■ **What is expected**:
Only the lines with the string "small" are needed; return each of them from the entries below.

■ **Dataset records**:
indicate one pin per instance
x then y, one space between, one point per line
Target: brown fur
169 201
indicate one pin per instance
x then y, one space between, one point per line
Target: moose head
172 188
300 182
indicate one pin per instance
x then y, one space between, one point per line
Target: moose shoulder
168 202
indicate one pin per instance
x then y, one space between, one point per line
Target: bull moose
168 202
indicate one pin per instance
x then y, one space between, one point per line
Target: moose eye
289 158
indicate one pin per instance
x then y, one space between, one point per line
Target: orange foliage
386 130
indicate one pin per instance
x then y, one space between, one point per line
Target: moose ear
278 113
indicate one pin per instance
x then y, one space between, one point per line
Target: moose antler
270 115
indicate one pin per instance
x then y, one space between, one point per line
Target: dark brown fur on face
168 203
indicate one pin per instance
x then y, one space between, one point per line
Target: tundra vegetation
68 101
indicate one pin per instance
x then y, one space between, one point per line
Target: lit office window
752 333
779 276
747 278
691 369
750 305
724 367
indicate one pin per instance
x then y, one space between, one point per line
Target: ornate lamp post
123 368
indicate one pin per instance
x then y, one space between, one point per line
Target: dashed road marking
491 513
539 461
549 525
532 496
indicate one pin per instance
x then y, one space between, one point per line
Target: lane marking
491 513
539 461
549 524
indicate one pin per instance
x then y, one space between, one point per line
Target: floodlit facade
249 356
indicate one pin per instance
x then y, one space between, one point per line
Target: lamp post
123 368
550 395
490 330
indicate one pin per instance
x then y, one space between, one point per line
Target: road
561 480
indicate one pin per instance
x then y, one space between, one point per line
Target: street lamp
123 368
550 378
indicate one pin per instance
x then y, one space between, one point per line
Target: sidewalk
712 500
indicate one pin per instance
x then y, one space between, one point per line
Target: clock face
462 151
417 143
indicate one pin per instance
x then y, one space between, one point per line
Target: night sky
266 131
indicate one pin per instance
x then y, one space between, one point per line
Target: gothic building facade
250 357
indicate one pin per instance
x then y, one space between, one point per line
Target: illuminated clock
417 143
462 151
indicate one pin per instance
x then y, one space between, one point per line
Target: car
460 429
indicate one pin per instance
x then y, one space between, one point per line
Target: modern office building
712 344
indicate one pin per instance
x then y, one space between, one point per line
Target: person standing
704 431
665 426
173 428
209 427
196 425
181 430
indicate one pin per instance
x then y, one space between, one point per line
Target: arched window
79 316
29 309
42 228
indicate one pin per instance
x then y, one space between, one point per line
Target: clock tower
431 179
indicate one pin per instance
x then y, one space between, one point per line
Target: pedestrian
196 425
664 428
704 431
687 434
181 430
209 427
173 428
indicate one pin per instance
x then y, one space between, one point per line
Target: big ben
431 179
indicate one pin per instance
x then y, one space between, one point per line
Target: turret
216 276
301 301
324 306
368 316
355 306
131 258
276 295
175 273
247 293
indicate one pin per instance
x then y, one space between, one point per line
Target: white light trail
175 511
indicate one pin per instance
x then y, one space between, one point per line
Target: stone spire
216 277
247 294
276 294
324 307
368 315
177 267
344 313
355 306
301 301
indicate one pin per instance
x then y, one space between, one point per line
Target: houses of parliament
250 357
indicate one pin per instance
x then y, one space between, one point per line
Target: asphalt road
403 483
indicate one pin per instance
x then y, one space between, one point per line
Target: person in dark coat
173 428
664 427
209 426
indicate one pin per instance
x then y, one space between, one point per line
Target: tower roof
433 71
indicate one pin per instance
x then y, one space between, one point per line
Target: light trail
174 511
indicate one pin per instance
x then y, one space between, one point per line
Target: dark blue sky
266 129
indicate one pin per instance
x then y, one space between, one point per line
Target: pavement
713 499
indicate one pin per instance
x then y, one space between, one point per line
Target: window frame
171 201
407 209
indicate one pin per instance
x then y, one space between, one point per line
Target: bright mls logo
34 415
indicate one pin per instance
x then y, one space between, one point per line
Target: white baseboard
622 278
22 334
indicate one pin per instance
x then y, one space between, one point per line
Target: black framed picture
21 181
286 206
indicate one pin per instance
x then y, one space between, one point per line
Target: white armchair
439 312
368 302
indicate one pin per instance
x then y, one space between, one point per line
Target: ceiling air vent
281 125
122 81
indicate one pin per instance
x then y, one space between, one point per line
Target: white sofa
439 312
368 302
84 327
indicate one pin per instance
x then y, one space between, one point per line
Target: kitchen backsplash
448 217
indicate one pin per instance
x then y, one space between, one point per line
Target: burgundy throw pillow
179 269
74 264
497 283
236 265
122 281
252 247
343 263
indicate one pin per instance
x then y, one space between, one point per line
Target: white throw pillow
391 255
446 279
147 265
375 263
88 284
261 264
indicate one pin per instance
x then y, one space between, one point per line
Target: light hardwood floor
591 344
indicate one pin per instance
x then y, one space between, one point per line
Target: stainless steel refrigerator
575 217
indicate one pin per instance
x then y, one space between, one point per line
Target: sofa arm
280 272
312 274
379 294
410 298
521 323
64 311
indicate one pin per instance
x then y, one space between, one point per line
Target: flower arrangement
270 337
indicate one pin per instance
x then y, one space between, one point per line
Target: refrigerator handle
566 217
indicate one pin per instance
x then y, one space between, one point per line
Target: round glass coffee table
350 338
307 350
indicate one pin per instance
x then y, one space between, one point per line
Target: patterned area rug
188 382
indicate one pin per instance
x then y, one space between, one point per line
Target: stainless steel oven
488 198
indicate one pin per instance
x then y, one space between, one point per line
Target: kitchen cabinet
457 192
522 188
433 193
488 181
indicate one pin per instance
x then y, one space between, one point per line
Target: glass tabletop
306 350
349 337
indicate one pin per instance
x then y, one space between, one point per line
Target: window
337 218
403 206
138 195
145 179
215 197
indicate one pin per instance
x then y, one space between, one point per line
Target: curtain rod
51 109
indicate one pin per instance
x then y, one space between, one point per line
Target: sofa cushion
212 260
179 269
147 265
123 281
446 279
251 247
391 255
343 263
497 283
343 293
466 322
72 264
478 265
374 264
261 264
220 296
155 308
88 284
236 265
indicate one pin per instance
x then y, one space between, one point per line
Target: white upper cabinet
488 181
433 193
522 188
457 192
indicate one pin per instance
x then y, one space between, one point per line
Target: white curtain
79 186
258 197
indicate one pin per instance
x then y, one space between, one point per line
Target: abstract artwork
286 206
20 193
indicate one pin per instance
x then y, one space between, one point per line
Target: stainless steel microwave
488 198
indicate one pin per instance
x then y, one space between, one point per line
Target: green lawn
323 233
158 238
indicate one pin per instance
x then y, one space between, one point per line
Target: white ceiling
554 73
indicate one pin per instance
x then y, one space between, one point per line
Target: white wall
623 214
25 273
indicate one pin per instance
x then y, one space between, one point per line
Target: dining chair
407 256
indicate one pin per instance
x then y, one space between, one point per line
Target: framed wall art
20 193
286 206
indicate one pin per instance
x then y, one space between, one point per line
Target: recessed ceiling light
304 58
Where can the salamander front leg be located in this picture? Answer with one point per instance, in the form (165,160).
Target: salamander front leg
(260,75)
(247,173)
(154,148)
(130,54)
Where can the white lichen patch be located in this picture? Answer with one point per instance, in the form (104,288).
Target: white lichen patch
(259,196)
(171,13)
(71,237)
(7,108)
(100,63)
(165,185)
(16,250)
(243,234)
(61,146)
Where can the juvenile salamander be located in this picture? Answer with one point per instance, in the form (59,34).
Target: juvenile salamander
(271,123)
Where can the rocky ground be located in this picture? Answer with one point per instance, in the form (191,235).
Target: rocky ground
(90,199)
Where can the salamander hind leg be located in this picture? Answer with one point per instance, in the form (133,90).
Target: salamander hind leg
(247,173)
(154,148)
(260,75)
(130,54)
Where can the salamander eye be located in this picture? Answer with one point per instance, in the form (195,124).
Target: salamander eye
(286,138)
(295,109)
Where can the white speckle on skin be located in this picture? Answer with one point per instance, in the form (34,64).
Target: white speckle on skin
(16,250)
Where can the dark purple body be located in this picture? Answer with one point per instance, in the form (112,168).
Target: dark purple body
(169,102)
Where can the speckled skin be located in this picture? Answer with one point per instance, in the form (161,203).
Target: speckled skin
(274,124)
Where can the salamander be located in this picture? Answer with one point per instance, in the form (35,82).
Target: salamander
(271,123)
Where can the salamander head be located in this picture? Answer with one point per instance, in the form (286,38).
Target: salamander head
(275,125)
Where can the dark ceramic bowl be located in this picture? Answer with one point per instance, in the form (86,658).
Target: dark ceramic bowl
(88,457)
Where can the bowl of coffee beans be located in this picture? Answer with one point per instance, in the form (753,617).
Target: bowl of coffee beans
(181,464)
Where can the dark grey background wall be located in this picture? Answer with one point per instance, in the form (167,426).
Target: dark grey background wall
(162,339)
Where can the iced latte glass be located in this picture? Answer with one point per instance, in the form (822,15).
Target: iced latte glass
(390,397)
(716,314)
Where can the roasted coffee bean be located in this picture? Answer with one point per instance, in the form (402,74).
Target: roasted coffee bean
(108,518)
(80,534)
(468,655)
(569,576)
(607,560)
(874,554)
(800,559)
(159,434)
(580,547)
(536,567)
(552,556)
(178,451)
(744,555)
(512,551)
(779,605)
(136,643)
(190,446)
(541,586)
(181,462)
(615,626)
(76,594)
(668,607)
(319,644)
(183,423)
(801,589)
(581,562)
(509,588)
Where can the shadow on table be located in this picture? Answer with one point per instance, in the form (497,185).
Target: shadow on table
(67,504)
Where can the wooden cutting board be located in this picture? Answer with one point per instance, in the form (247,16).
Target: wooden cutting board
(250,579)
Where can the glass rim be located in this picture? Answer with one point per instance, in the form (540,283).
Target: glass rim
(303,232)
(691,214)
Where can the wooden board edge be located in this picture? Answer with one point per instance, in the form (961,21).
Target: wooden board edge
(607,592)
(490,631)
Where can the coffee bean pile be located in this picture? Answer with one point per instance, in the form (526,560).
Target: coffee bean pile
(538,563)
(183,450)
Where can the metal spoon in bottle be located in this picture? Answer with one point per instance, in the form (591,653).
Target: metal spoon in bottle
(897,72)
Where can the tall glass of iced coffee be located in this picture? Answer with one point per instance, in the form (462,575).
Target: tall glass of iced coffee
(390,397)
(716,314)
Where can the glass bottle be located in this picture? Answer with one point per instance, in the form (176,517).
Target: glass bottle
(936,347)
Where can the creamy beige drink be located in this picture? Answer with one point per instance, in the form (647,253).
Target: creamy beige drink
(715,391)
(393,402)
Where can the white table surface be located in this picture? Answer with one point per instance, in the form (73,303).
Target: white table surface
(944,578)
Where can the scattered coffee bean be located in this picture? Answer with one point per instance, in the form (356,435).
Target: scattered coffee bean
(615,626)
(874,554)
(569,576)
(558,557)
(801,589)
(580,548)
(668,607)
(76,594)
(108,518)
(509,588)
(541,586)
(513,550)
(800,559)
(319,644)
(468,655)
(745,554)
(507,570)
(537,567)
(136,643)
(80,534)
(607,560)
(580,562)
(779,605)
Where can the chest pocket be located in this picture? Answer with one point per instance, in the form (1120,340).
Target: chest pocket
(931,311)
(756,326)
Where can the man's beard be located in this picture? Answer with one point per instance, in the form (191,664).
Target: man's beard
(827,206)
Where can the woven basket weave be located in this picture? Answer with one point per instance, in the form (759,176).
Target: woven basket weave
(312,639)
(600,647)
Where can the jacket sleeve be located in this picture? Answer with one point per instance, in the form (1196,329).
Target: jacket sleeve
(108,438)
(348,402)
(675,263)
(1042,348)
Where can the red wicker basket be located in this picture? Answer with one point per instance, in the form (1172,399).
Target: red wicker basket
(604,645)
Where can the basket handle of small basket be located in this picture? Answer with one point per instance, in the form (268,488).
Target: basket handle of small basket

■ **Reply to the task**:
Where can the basket handle of small basket be located in this picture? Answer with one point per instance, in the form (268,488).
Target: basket handle of small basket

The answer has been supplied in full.